Instruction =>
Extract each line in the records below that contains the string "stadium". Case counts, so a match must have the same uppercase and lowercase letters.
━━━━━━━━
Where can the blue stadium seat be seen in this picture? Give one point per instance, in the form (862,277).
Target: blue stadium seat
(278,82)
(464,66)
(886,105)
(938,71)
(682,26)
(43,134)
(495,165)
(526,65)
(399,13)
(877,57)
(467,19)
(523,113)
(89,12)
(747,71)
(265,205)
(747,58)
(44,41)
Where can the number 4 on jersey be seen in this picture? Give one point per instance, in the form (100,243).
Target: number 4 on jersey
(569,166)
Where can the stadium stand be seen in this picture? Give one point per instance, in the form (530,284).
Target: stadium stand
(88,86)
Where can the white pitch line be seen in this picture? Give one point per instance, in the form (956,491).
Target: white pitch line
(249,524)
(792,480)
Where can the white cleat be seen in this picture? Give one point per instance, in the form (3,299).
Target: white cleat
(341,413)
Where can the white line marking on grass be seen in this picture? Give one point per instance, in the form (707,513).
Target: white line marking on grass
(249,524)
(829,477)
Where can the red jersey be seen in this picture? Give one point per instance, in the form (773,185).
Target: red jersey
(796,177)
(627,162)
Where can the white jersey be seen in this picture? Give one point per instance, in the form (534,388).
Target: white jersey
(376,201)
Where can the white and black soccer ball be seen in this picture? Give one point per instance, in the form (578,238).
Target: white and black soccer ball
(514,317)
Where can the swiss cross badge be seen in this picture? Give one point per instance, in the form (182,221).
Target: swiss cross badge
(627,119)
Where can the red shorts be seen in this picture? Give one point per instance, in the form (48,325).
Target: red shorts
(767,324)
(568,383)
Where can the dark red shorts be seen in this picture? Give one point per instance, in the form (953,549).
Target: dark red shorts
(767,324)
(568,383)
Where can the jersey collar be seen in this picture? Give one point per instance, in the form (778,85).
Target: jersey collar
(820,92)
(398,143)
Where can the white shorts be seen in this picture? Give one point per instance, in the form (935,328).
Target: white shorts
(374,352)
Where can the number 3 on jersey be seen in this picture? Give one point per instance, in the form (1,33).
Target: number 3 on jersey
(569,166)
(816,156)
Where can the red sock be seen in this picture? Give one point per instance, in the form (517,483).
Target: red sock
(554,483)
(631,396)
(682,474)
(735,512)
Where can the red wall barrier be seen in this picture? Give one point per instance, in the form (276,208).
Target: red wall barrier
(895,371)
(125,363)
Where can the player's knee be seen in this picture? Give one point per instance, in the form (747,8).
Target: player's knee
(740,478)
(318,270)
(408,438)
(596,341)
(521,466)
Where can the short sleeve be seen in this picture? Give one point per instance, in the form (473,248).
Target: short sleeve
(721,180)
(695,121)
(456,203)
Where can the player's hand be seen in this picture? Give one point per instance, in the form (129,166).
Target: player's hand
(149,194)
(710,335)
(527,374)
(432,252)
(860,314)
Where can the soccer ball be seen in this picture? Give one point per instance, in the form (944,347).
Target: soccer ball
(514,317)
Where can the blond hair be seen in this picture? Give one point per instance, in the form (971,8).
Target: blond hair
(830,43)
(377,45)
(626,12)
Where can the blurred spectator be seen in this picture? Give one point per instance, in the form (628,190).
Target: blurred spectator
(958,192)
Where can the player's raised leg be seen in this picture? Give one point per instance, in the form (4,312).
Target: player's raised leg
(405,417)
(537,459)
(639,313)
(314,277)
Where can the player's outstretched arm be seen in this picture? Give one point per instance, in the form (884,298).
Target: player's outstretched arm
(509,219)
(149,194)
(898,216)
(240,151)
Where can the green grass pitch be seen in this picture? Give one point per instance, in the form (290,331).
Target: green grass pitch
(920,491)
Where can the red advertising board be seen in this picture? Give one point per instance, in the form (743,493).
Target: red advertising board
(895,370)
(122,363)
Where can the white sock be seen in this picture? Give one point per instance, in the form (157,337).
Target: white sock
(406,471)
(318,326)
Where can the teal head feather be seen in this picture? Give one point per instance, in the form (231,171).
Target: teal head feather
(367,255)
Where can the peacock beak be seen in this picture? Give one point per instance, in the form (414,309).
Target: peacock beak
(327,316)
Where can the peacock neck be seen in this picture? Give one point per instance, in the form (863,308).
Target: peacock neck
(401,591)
━━━━━━━━
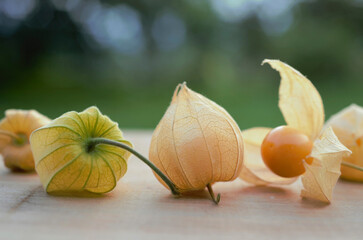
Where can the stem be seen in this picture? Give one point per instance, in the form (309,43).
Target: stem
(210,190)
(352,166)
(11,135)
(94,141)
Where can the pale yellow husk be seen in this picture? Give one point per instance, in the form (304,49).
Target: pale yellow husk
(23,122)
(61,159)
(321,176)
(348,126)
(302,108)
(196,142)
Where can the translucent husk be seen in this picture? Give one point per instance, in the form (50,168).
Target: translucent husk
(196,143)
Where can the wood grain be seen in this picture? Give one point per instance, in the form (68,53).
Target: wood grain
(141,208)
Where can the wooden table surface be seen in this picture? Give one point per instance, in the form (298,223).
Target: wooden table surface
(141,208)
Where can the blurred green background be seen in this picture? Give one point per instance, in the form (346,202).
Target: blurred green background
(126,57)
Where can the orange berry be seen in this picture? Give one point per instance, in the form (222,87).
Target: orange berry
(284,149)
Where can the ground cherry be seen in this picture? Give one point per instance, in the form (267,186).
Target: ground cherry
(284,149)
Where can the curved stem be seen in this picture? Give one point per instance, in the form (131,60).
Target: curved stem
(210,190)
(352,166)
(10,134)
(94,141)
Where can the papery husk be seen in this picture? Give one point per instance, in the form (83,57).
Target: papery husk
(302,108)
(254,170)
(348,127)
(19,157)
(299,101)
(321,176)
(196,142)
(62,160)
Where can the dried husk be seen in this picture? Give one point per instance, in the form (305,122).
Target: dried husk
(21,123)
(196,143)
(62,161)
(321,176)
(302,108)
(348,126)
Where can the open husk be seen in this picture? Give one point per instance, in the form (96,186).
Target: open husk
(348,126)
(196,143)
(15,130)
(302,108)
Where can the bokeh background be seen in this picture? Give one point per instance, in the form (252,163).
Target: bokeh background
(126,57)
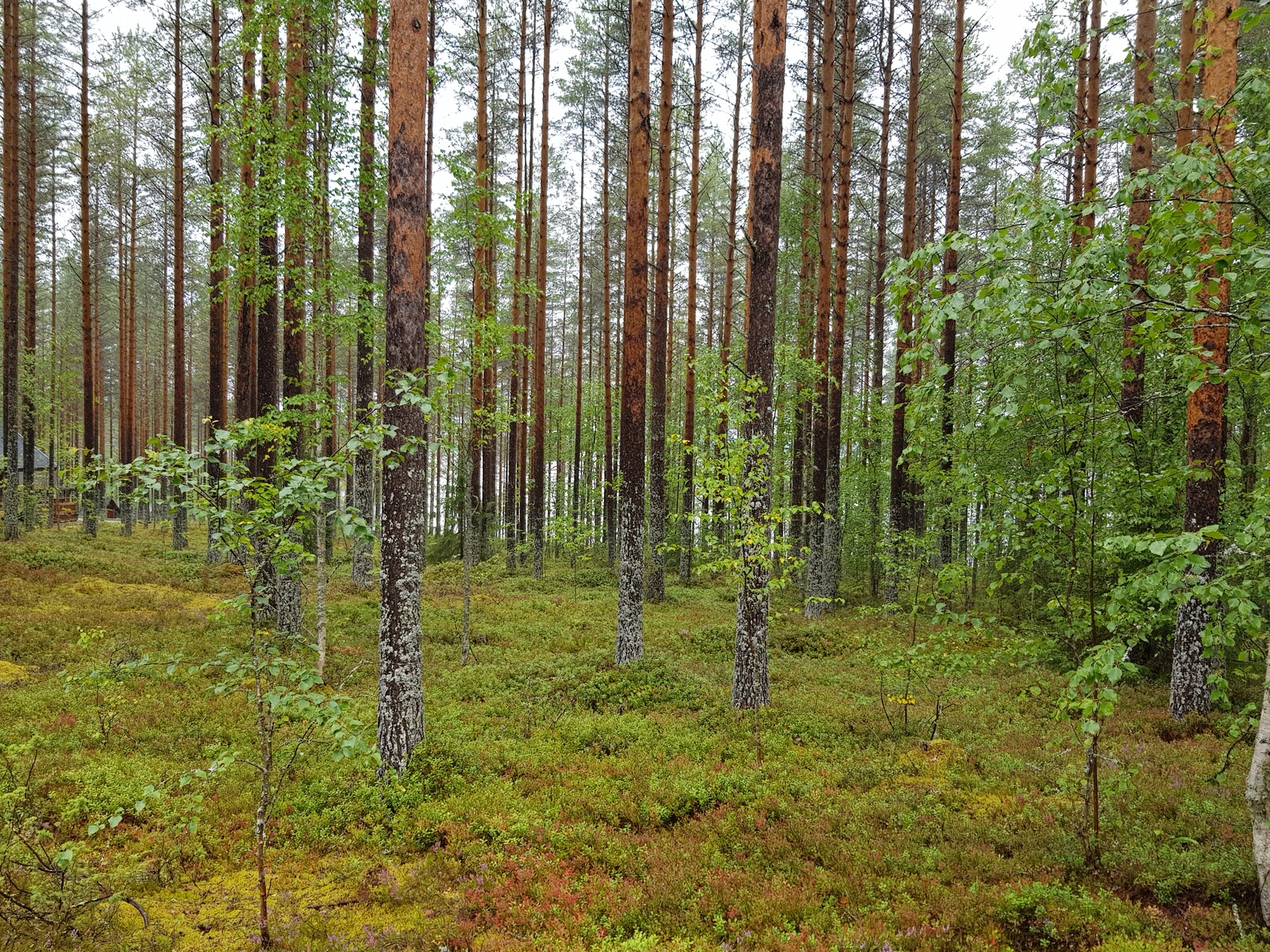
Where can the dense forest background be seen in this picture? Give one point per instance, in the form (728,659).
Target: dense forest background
━━━━━━━━
Exercise solution =>
Where can the blue stadium seat be seen in this picture? Give one point per instance, in the form (862,277).
Target: blue stadium seat
Where can the stadium stand be seen in this picture? Give one point per instance, in the form (530,284).
Target: stadium stand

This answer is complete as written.